## Supplied text:
§

Coming to terms with the end of his relationship with Dreka remains the centerpiece of the project, though it isn’t entirely somber. On “Bad For Me,” Gates battles the feeling of temptation in ways that Celina Powell’s victims can relate to. Meanwhile, records like “Shoot My Shot” and “Mine” add to the bubbly pop-fluenced side of his artistry that paints the feeling of puppy-dog love. Those two records are prime examples of Gates’ ability to adhere to the standards of pop music without compromising his own method of operation. Ultimately, he brings everything full circle on “Free At Last.” The co-production of Al Geno, Mattazik Muzik, and Cozy From Earth revitalizes Gates’ presence as he boldly declares, “Cut off my hoe, now I’m free at last.”
Though he’s shown signs of growth throughout the past few years of his career, shedding light on mental and physical health, flashes of Luca Brasi are littered across the album. On records like “Body,” Gates returns to the role of an enforcer but one that isn’t getting his own hands dirty. Songs like “Body” and even “Steppin” highlight Gates’ menacing presence on wax. The former recycle methods used by Nas, and most recently Vince Staples, in personifying a gun. Though Vince described his gun as a muse over lush vocal samples, Gates’ songwriting slyly describes firearms on “Body” as if it’s an Instagram model he’s flying out to Miami. In a sense, it’s the first glimpse at Gates really embracing life as a bachelor through infectious hooks for a party-friendly anthem.
The release of Khaza feels like it’s supposed to be a spiritual successor to his 2016 debut album, Islah. His momentum died down following his release from prison but it also seemed like he didn’t care. Gates likely won’t earn another #1 album with Khaza but for day-one fans, the unflinching honesty, aggressive delivery, and bold melodies are a return to form for one of Louisiana’s most consistent artists of the past decade.

§

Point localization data
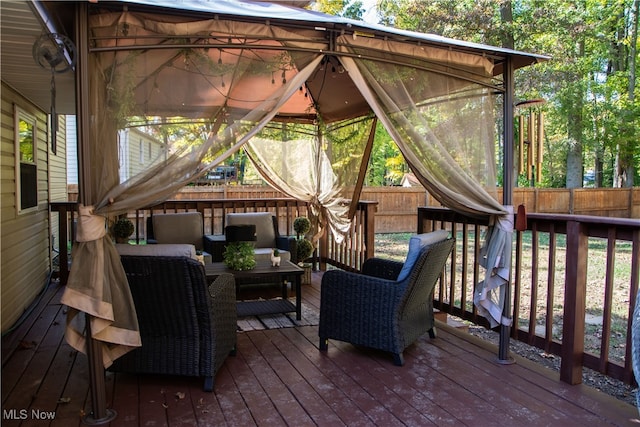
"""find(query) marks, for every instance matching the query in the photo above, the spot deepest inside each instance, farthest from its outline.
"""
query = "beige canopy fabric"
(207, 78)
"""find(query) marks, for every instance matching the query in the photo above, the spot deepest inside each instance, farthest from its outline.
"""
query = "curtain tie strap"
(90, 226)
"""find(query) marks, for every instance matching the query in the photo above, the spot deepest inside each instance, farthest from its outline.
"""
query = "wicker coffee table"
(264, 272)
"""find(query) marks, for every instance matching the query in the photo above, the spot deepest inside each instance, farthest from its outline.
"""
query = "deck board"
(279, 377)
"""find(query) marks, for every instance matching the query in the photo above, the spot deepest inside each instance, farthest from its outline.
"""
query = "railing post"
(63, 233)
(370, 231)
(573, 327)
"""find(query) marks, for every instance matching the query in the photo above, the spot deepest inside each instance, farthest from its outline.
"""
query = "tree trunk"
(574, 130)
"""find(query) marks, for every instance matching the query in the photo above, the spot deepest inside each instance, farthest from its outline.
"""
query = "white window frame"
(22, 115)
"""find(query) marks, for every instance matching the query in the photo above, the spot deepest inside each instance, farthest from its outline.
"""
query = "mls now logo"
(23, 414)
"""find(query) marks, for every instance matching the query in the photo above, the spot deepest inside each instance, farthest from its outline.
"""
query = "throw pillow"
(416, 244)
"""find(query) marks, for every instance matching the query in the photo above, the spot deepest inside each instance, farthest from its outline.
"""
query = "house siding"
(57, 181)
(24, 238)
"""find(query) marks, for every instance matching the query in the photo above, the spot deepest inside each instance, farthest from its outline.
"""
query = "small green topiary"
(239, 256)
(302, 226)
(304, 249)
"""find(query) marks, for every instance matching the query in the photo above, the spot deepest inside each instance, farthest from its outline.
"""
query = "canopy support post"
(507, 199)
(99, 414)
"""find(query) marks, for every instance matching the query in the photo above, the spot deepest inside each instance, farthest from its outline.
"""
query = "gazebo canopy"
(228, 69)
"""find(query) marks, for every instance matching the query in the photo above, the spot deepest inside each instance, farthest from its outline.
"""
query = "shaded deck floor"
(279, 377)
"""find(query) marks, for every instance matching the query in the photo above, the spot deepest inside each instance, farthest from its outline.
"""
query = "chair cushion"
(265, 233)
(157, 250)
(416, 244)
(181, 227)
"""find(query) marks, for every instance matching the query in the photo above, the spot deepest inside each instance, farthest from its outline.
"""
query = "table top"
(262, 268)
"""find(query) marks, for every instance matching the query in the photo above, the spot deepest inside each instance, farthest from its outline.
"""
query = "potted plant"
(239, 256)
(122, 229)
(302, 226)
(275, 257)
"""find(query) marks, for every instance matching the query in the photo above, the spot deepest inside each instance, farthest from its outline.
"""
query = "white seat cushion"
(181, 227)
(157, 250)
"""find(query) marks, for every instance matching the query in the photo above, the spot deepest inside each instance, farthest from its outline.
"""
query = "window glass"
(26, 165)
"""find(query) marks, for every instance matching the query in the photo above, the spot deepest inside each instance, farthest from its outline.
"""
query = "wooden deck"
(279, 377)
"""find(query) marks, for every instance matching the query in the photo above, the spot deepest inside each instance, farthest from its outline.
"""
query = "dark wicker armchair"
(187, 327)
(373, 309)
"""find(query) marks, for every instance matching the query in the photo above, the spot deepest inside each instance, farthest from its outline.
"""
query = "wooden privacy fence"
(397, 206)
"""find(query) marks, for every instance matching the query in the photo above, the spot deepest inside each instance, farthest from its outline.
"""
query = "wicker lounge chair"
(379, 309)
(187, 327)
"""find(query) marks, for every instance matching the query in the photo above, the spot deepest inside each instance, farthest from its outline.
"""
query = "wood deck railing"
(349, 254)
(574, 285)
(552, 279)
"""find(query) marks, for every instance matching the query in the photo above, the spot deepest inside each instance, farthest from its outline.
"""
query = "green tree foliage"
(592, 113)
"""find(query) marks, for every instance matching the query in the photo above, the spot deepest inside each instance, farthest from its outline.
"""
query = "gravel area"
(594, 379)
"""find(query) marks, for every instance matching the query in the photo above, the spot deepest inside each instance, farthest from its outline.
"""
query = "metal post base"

§

## What to work on:
In the album review, rewrite the passage starting with "The release of" and going on through "the past decade.", substituting "raw honesty" for "unflinching honesty".

## Response to this exercise:
The release of Khaza feels like it’s supposed to be a spiritual successor to his 2016 debut album, Islah. His momentum died down following his release from prison but it also seemed like he didn’t care. Gates likely won’t earn another #1 album with Khaza but for day-one fans, the raw honesty, aggressive delivery, and bold melodies are a return to form for one of Louisiana’s most consistent artists of the past decade.